● **Page text**
No, people who do A/B tests have known this for years. It is the wannabes who haven't sat down and figured out the statistics who run into trouble. See http://elem.com/~btilly/effective-ab-testing/ for an OSCON tutorial that I did on the topic a couple of years ago, which includes all the gory statistical detail you could want.

Furthermore I note with interest that 2 of the 3 statistical techniques he named (Student's t test and ANOVA) only apply to cases where the observed variables are themselves normally distributed. Which is not a good description of binary yes/no outcomes. As for the remaining test, it is appropriate to use a chi-square, but statisticians tell us that the g-test is preferable.

I don't see the problem. The total is very nearly normally distributed by the central limit theorem, is it not?
The total is indeed nearly normally distributed, but the rate of convergence (particularly in the tails) is not fast enough to avoid having those very sensitive tests give wrong results.

● **Exercise requirements**
1. In the A/B testing discussion, which test do statisticians say is preferable to a chi-square?
2. Rewrite the A/B testing discussion, starting with "Furthermore I note" and going on through "theorem, is it not?", with "binary" replaced by "two-valued".
3. Write what comes next in the A/B testing discussion, picking up after its final sentence.

● **Extracted information**
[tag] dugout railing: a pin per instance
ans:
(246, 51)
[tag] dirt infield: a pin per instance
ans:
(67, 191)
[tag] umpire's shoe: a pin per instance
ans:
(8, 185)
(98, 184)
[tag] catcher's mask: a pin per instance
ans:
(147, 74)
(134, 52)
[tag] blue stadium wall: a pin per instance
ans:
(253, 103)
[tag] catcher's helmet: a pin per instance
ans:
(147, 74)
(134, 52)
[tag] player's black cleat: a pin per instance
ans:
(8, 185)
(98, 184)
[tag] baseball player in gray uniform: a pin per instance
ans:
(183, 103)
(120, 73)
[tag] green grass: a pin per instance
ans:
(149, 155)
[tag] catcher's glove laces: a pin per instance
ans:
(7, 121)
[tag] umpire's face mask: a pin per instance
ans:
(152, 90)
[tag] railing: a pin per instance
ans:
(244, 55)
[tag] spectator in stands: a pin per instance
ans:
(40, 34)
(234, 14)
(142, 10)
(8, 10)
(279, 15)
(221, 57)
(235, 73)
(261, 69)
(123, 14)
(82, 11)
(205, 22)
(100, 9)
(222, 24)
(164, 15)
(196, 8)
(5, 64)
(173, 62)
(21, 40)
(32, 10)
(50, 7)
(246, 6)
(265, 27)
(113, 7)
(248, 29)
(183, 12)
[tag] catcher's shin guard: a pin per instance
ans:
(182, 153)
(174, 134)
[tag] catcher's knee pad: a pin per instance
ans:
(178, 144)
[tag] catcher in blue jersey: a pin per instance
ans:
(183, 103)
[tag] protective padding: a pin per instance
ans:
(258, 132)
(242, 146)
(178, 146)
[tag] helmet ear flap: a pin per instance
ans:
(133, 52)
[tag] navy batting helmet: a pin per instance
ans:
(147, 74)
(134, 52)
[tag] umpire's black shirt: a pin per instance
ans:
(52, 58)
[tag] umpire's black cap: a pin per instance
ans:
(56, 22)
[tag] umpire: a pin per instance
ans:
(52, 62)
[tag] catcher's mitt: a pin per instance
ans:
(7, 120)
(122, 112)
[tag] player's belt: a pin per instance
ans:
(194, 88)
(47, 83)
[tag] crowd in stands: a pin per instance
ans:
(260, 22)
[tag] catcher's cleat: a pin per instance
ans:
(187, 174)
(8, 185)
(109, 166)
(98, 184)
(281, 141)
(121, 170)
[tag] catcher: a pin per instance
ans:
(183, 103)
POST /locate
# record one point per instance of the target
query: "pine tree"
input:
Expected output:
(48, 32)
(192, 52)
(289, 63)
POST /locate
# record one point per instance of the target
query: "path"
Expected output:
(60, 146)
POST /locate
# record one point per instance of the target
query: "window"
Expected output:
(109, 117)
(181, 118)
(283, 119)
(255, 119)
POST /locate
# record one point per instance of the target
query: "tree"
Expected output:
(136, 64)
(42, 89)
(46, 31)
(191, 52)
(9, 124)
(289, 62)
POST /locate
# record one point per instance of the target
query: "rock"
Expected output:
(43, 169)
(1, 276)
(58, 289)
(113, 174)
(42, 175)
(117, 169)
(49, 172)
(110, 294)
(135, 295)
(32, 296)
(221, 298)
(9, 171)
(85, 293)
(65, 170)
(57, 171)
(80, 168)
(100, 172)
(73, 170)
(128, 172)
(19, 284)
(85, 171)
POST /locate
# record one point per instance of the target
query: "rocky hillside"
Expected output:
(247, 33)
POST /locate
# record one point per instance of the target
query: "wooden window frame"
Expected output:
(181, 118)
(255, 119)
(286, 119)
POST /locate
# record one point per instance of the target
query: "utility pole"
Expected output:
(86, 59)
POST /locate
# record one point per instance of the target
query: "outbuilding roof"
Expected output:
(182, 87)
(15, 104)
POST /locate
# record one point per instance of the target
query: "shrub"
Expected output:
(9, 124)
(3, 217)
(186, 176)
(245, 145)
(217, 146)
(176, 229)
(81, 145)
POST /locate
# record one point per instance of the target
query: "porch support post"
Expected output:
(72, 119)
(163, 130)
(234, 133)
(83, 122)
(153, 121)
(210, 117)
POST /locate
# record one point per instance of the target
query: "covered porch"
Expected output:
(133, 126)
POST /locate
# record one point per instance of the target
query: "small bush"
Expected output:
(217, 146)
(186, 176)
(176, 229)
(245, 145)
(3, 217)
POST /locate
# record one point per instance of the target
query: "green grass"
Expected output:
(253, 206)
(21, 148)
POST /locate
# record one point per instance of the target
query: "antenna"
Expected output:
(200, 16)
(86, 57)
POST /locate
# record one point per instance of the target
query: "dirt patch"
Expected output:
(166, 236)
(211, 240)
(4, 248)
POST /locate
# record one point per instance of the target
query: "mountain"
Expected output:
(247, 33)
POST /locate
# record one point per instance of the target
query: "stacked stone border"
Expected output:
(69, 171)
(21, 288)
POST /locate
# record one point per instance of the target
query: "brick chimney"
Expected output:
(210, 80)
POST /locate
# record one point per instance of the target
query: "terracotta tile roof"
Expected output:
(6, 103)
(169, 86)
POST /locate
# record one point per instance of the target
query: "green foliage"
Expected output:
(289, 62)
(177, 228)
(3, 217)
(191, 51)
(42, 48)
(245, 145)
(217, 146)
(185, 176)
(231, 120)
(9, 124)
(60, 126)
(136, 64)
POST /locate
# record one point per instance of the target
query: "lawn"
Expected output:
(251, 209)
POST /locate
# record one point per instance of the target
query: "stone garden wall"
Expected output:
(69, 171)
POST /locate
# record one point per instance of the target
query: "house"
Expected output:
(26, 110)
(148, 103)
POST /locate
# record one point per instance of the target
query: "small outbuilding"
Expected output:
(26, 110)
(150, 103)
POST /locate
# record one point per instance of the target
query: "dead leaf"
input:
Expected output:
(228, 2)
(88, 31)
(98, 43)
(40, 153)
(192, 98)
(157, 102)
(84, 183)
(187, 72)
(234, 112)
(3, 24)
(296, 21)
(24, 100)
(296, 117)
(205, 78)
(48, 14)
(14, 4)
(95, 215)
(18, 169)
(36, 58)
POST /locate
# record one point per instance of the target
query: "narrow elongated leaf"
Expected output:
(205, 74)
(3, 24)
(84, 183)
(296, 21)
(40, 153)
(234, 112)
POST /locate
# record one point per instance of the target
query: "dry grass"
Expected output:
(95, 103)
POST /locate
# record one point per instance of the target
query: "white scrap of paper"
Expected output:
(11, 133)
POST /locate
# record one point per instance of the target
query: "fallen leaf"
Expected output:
==
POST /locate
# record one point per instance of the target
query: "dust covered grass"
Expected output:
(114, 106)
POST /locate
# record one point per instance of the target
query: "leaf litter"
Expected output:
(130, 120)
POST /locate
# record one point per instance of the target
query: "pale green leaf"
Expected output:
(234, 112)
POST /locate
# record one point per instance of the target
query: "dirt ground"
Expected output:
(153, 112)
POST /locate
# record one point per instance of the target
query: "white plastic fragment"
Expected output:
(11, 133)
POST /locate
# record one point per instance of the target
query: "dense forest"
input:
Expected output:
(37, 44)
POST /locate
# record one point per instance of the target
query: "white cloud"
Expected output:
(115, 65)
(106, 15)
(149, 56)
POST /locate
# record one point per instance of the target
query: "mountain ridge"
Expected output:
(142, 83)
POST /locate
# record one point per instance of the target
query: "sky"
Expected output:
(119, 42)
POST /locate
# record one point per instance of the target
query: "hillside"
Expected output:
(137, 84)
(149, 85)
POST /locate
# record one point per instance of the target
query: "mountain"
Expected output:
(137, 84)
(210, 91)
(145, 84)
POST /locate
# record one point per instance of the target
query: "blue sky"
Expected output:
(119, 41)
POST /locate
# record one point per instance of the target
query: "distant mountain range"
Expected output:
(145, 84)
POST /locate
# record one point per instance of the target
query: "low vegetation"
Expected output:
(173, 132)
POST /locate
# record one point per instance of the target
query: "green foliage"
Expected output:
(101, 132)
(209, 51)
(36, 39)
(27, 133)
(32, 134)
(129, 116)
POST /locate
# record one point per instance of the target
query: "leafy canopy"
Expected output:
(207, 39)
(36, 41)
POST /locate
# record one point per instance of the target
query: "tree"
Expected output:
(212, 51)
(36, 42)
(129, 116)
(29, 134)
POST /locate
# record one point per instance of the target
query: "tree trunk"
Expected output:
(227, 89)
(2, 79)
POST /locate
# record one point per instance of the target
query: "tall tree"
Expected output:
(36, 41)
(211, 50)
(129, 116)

● **Answers to the exercise**
1. The g-test.

2.
Furthermore I note with interest that 2 of the 3 statistical techniques he named (Student's t test and ANOVA) only apply to cases where the observed variables are themselves normally distributed. Which is not a good description of two-valued yes/no outcomes. As for the remaining test, it is appropriate to use a chi-square, but statisticians tell us that the g-test is preferable.

I don't see the problem. The total is very nearly normally distributed by the central limit theorem, is it not?

3.
Were it otherwise there would have been no need to develop the chi-square test. It would have been entirely redundant. (It actually is redundant because we have the g-test. But evaluating the chi-square test just involves taking squares, while the g-test involves taking natural logarithms. This made the less accurate chi-square test much easier to do when people didn't have computers to calculate it on. Today we should use the g-test, but few people have heard of it.)

Ah, right. I spent a while drawing up a proper plot of the likelihood of the difference and the normal approximation of the difference, and saw that the normal had too small a variance. The effect is still pretty credible in the OP, though.
Noprocrast caught out my attempt to edit. The normal variance is too large.

Here's the plot. Black for discretized(n=1000) binomial likelihood, red for normal approximation. The effect is clear, but a t-test won't show it. I'm not familiar with the theory behind the g-test, but there's clearly a lot of room for improvement at these sample sizes.

http://img693.imageshack.us/img693/4880/bindiff.png

It looks like you forgot to rescale the binomial distribution.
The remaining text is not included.